(Material shown):
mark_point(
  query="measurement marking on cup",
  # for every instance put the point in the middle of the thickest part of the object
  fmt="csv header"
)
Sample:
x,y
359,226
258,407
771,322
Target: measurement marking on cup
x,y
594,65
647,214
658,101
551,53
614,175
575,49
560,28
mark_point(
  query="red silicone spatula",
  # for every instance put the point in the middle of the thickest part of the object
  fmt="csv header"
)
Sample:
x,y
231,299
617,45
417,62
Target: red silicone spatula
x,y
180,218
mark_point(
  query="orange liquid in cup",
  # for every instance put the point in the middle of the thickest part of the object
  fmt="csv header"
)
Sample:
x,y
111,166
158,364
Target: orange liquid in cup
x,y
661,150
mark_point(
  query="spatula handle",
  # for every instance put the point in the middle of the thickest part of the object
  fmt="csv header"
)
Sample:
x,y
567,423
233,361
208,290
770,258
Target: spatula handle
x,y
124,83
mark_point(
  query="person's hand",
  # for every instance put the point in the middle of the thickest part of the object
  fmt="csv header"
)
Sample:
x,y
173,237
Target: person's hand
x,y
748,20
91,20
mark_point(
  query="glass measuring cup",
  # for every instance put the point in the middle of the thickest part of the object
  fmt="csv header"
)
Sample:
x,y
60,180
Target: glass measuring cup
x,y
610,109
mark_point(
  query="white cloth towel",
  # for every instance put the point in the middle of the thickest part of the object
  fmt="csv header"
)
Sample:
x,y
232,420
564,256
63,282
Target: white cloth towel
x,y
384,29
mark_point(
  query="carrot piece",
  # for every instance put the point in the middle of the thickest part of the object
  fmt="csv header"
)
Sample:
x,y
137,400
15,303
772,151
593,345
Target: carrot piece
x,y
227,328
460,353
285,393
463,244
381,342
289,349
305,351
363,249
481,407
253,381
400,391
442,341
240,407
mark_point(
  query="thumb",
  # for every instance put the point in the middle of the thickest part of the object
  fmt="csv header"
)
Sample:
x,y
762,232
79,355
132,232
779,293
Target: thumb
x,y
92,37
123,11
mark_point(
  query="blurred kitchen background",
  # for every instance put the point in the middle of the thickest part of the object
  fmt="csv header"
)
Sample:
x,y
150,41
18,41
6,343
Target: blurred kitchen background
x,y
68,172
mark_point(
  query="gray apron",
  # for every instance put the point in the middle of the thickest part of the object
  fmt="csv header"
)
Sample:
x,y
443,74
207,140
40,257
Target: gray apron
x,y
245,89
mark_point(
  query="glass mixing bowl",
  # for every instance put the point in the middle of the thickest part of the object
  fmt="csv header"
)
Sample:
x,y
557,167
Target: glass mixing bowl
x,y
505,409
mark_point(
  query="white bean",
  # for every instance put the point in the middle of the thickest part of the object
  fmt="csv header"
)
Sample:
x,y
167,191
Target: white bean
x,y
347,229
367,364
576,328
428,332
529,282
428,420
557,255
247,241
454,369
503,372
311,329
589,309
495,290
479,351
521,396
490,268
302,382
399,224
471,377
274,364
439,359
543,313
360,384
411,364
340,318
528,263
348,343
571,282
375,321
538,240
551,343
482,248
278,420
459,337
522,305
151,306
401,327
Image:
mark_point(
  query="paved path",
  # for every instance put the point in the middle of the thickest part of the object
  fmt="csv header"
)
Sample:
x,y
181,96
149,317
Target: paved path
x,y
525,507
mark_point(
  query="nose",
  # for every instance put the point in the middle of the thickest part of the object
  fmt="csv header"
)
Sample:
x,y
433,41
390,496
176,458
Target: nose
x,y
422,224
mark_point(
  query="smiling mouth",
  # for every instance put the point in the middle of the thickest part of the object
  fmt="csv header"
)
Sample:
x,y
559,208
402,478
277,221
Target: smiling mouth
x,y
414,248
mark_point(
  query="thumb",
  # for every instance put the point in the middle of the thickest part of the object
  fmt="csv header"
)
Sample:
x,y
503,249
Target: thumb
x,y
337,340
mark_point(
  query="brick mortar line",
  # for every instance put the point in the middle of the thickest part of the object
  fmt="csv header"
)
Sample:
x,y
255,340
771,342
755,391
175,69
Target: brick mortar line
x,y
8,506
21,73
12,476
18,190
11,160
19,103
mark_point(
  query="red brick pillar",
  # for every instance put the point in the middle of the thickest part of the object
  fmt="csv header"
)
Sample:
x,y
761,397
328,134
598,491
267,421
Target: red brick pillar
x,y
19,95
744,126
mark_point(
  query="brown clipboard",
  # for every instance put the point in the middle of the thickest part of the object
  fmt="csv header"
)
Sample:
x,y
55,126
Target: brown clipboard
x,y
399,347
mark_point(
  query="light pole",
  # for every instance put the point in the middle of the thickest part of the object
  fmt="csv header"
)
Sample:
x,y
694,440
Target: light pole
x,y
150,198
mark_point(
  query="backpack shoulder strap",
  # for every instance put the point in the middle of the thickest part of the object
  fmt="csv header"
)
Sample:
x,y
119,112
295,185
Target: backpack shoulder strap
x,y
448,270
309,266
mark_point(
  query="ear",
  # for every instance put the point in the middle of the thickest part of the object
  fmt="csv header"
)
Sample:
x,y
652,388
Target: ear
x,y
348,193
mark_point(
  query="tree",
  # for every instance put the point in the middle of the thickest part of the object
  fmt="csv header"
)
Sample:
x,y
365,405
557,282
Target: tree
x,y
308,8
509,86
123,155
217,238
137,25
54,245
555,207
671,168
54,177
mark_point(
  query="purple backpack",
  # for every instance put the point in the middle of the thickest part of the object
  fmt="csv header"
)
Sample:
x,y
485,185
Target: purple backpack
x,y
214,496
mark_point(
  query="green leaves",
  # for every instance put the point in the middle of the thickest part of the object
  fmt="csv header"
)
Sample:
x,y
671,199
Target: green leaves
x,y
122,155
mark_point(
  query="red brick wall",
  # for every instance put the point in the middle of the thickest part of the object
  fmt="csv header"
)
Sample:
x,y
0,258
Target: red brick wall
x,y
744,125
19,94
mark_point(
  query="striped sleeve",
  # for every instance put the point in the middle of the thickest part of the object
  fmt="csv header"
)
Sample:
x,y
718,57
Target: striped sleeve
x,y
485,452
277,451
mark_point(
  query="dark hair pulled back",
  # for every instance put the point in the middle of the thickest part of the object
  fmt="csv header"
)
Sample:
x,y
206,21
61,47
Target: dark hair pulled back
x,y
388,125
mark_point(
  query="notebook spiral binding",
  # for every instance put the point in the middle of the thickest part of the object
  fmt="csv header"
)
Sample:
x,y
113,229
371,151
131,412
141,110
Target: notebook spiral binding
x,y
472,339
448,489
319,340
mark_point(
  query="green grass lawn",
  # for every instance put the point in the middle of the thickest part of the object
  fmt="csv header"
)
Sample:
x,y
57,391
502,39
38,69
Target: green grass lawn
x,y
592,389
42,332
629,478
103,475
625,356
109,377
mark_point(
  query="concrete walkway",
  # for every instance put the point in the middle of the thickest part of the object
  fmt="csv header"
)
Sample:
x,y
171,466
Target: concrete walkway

(What you will do): Quote each line of the data above exactly as written.

(Response to this task):
mark_point(
  query="measurement marking on cup",
  # for every instance put the point in the middle of the thickest part of the object
  fmt="csv header"
)
Sample:
x,y
359,226
258,407
771,322
Target: measurement marking on cup
x,y
594,65
647,214
658,101
551,53
614,175
575,49
560,28
mark_point(
  query="red silicone spatula",
  # for every instance put the point in the middle of the thickest part of the object
  fmt="csv header"
)
Sample:
x,y
231,299
617,45
417,62
Target: red silicone spatula
x,y
180,218
mark_point(
  query="orange liquid in cup",
  # for every instance put the point in the middle of the thickest part of the object
  fmt="csv header"
)
Sample:
x,y
111,166
158,364
Target: orange liquid in cup
x,y
661,150
mark_point(
  query="spatula handle",
  # for every instance put the point in the middle of the thickest part of the object
  fmt="csv header"
)
Sample:
x,y
567,423
233,361
208,290
770,258
Target: spatula handle
x,y
124,83
mark_point(
  query="person's hand",
  # for every instance put the point in the middle of the thickest part of the object
  fmt="csv header"
)
Sample:
x,y
173,237
Target: person's hand
x,y
748,20
91,20
mark_point(
  query="glass measuring cup",
  # for every instance put the point in the middle of the thickest part of the object
  fmt="csv header"
)
Sample:
x,y
60,180
Target: glass measuring cup
x,y
610,109
mark_point(
  query="white cloth towel",
  # for every instance put the point in the middle of the thickest part of the object
  fmt="csv header"
)
Sample:
x,y
232,420
564,256
63,282
Target: white cloth towel
x,y
384,29
mark_point(
  query="carrot piece",
  # for every instance put the point in the middle of the thickest part of the object
  fmt="csv header"
)
Sample:
x,y
137,400
15,303
772,151
593,345
Target: carrot piece
x,y
227,328
460,353
285,393
463,244
381,342
289,349
305,351
363,249
481,407
253,381
400,391
442,341
240,407
mark_point(
  query="thumb",
  # for every instance put the point in the middle of the thickest part of the object
  fmt="csv header"
)
Sample:
x,y
762,232
79,355
132,232
779,293
Target: thumb
x,y
92,37
123,11
mark_point(
  query="blurred kitchen background",
  # for every instance put the point in the middle of the thickest part of the object
  fmt="csv header"
)
Sample:
x,y
150,41
18,41
6,343
Target: blurred kitchen background
x,y
68,172
mark_point(
  query="gray apron",
  # for every instance put the point in the middle of the thickest part of the object
  fmt="csv header"
)
Sample:
x,y
443,74
207,140
40,257
Target: gray apron
x,y
245,89
mark_point(
  query="glass mixing bowl",
  # for every instance put the point in the middle of the thickest part of the object
  fmt="csv header"
)
Sample:
x,y
557,167
Target: glass mixing bowl
x,y
505,409
mark_point(
  query="white bean",
  # for every instance put the point in the middle of the thickest part of the object
  fmt="csv header"
)
Sample:
x,y
167,191
Target: white bean
x,y
347,229
367,364
576,328
428,332
529,282
428,420
557,255
247,241
454,369
503,372
311,329
589,309
495,290
479,351
521,396
490,268
302,382
399,224
471,377
274,364
439,359
543,313
360,384
411,364
340,318
528,263
348,343
571,282
375,321
538,240
551,343
482,248
278,420
459,337
522,305
151,306
401,327
Image:
mark_point(
  query="paved path",
  # for every instance put the point in the middle of the thickest part of the object
  fmt="csv header"
)
Sample:
x,y
181,96
149,317
Target: paved path
x,y
525,507
mark_point(
  query="nose",
  # for every instance put the point in the middle of the thickest part of the object
  fmt="csv header"
)
Sample:
x,y
433,41
390,496
176,458
Target: nose
x,y
422,224
mark_point(
  query="smiling mouth",
  # for every instance put the point in the middle of the thickest part of the object
  fmt="csv header"
)
Sample:
x,y
559,208
402,478
277,221
Target: smiling mouth
x,y
414,248
mark_point(
  query="thumb",
  # for every instance put the point in the middle of the thickest part of the object
  fmt="csv header"
)
Sample:
x,y
503,249
Target: thumb
x,y
337,340
mark_point(
  query="brick mortar line",
  # for every instance put the point in the middle of the thickest part of the object
  fmt="csv header"
)
Sample:
x,y
255,340
771,342
755,391
175,69
Target: brick mortar line
x,y
8,506
21,73
12,476
18,190
11,160
19,103
mark_point(
  query="red brick pillar",
  # for every instance put the point in the middle of the thickest part of the object
  fmt="csv header"
)
Sample:
x,y
761,397
328,134
598,491
267,421
Target: red brick pillar
x,y
19,95
744,126
mark_point(
  query="brown clipboard",
  # for every instance put the point in the middle of the thickest part of the object
  fmt="csv header"
)
Sample:
x,y
55,126
Target: brown clipboard
x,y
399,347
mark_point(
  query="light pole",
  # for every instance put the point in the middle of the thickest part of the object
  fmt="csv header"
)
Sample:
x,y
694,440
Target: light pole
x,y
150,198
mark_point(
  query="backpack shoulder strap",
  # for every instance put the point in the middle of the thickest part of the object
  fmt="csv header"
)
Sample:
x,y
119,112
295,185
Target: backpack shoulder strap
x,y
448,270
309,266
mark_point(
  query="ear",
  # for every instance put the point in the middle of the thickest part of the object
  fmt="csv header"
)
Sample:
x,y
652,388
Target: ear
x,y
348,193
mark_point(
  query="tree",
  # for every instance put the point in the middle of the thickest part of the object
  fmt="csv header"
)
Sample:
x,y
365,405
557,282
Target: tree
x,y
308,8
509,86
123,155
217,238
137,25
54,245
555,207
671,168
54,177
mark_point(
  query="purple backpack",
  # for every instance put the point in the middle of the thickest part of the object
  fmt="csv header"
)
Sample:
x,y
485,185
Target: purple backpack
x,y
214,496
mark_point(
  query="green leaves",
  # for every instance put the point in the middle of the thickest part of the object
  fmt="csv header"
)
Sample:
x,y
671,199
Target: green leaves
x,y
122,155
mark_point(
  query="red brick wall",
  # for every instance put the point in the middle of the thickest part of the object
  fmt="csv header"
)
Sample:
x,y
0,258
Target: red brick wall
x,y
744,125
19,94
mark_point(
  query="striped sleeve",
  # for every instance put the point in the middle of the thickest part of the object
  fmt="csv header"
)
Sample:
x,y
718,57
Target: striped sleeve
x,y
485,452
277,451
mark_point(
  query="dark hair pulled back",
  # for every instance put the point in the middle of the thickest part of the object
  fmt="csv header"
)
Sample:
x,y
206,21
61,47
Target: dark hair pulled back
x,y
388,125
mark_point(
  query="notebook spiral binding",
  # for every instance put the point in the middle of the thickest part of the object
  fmt="csv header"
)
Sample:
x,y
113,229
371,151
131,412
141,110
Target: notebook spiral binding
x,y
472,339
448,489
319,340
mark_point(
  query="green grass lawn",
  # for every instance put the point in the middle of the thickest part of the object
  fmt="csv header"
)
Sample:
x,y
57,391
502,39
38,69
Target: green grass lawn
x,y
592,389
42,332
629,478
103,475
625,356
109,377
mark_point(
  query="concrete walkway",
  # for every instance put the point in the middle of the thickest part of the object
  fmt="csv header"
)
Sample:
x,y
171,466
Target: concrete walkway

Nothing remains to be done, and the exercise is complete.